* [TEXT PROVIDED]
Three’s Not A Crowd, After All.
Now that we’re 34 and 32 respectively, I suppose Justin and I are officially “in our thirties,” which is weird because nothing has really changed since our twenties except that our hair is falling out (yes, mine too — if you know how to make this stop, please fill me in) and now we have a roommate. Actually for a short time we have two roommates if you count the 19-year-old. But I’m not sure if you should because I’m only aware of her presence for like an hour in the evenings when she emerges from her cave for a refueling of protein and Mountain Dew.
(Until this moment, I never thought about how wholly misleading that brand name is. To normal people, the phrase “mountain dew” should conjure images of fresh alpine mornings, crystal clear air, and pure droplets of water dripping from pine needles. Instead, to us over-commercialized masses, it conjures images of neon yellow snot water that probably shouldn’t even be allowed in our homes, let alone our bodies, but ya know it tastes good.)

* [SOURCE MATERIAL]

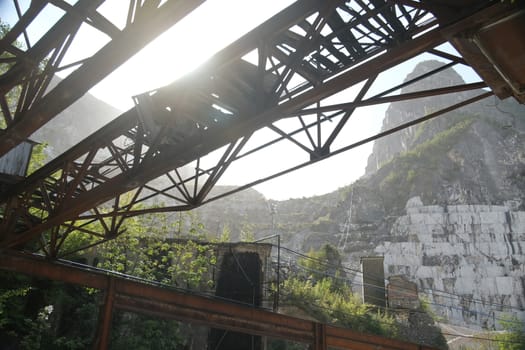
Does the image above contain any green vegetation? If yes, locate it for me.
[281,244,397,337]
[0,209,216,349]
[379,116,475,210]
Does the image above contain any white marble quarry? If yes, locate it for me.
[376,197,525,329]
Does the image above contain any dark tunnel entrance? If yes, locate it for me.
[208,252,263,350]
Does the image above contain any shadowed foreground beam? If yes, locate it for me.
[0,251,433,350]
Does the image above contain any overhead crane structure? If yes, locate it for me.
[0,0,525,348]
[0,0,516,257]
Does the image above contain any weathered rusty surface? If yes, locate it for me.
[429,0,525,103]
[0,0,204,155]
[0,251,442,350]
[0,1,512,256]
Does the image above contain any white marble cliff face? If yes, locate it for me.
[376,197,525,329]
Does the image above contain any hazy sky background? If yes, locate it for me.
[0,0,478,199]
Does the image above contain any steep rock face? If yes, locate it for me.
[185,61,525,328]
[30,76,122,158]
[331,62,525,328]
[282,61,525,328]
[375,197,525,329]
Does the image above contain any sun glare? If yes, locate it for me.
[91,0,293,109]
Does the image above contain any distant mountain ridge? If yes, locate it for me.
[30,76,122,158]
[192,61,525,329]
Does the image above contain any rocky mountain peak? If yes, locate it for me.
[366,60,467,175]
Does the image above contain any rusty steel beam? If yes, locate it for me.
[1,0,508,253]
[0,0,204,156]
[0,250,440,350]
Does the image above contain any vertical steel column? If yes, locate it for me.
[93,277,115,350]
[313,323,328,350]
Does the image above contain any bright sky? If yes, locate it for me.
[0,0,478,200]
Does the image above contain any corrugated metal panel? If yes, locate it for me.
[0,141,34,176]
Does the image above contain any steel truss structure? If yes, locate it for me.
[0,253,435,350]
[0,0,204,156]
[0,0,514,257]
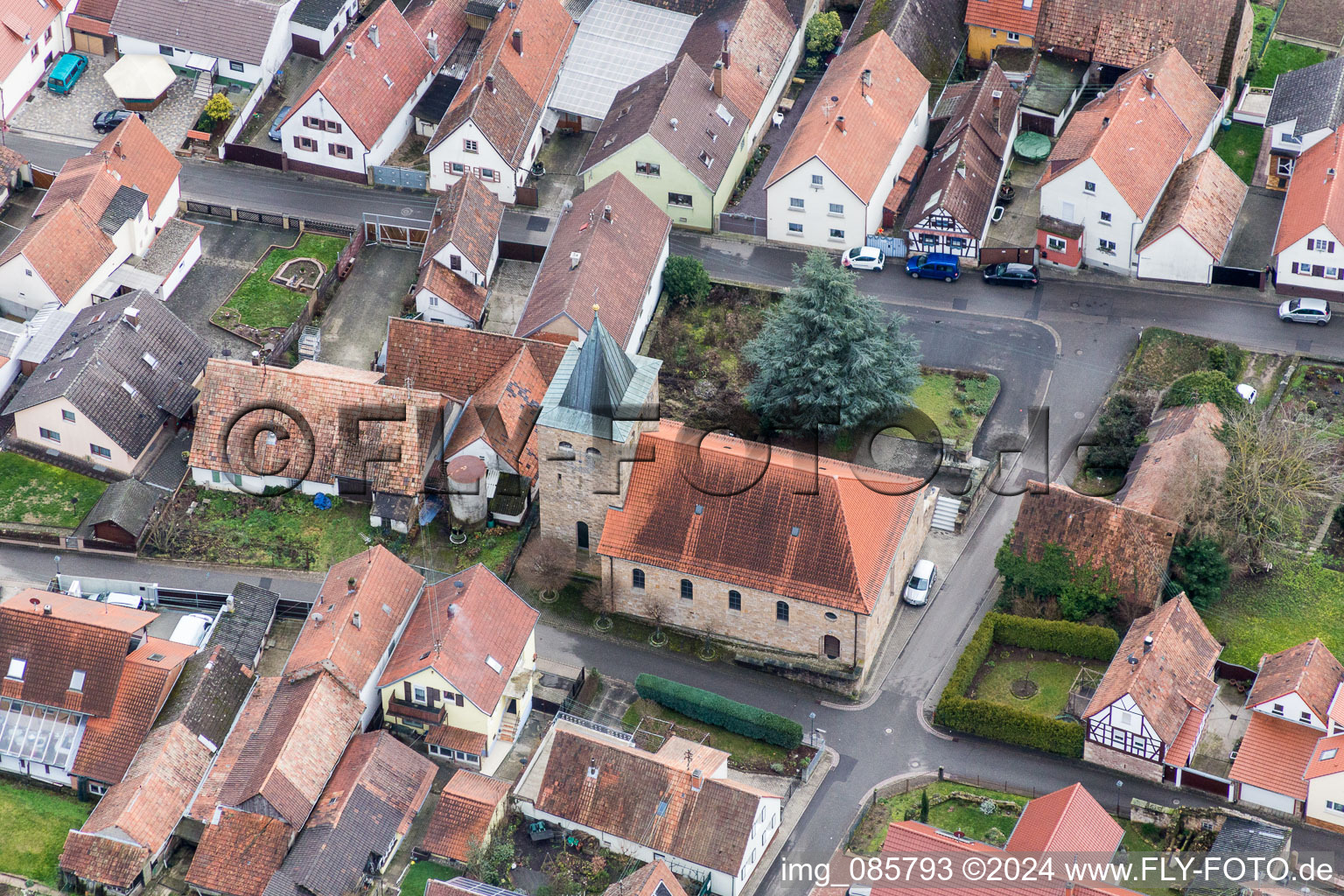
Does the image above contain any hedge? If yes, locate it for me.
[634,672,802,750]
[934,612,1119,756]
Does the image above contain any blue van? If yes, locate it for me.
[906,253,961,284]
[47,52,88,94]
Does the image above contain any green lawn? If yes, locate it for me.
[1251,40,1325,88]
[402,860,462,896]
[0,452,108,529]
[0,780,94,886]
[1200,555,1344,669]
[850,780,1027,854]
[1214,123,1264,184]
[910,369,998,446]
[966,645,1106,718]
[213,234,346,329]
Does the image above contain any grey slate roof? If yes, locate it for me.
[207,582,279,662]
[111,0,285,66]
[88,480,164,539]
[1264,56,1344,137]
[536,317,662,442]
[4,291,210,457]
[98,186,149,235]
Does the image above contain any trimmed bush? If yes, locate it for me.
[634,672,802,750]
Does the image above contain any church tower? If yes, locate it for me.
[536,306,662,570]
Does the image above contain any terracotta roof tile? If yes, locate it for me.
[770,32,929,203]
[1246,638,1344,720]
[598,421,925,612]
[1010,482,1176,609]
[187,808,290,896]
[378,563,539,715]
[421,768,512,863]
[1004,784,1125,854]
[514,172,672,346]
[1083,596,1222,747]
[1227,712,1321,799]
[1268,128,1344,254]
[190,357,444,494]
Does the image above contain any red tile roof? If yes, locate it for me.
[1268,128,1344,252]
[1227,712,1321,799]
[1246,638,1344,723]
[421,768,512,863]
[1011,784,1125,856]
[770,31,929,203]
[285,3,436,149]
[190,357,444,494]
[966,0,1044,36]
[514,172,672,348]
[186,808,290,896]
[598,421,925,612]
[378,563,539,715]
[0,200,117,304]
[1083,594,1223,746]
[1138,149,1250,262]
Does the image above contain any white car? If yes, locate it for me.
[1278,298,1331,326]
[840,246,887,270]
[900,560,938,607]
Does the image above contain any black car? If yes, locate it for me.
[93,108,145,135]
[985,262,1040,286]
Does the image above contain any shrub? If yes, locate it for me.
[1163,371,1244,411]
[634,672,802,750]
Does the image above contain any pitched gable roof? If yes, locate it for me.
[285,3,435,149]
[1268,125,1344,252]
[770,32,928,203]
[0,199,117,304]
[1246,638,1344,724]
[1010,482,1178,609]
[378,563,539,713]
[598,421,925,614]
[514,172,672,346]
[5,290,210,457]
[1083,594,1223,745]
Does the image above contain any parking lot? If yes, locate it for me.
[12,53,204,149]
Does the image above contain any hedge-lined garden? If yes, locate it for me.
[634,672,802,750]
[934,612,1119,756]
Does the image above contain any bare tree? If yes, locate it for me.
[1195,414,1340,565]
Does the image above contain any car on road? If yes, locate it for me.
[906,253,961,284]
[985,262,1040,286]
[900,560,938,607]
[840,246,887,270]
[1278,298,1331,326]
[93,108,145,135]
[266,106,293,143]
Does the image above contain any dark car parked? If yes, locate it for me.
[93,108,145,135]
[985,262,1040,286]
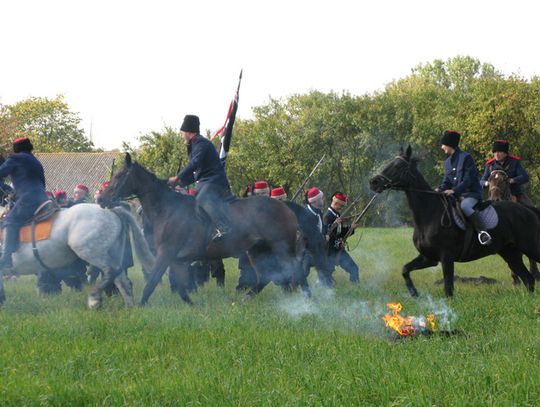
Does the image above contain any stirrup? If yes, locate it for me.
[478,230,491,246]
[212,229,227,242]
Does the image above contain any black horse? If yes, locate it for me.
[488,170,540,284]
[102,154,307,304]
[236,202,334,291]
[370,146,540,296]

* [REQUIRED ACTION] Could you set down, word for word, the part of the roommate post from "Three’s Not A" up to and including "and Mountain Dew."?

* [ANSWER AREA]
Three’s Not A Crowd, After All.
Now that we’re 34 and 32 respectively, I suppose Justin and I are officially “in our thirties,” which is weird because nothing has really changed since our twenties except that our hair is falling out (yes, mine too — if you know how to make this stop, please fill me in) and now we have a roommate. Actually for a short time we have two roommates if you count the 19-year-old. But I’m not sure if you should because I’m only aware of her presence for like an hour in the evenings when she emerges from her cave for a refueling of protein and Mountain Dew.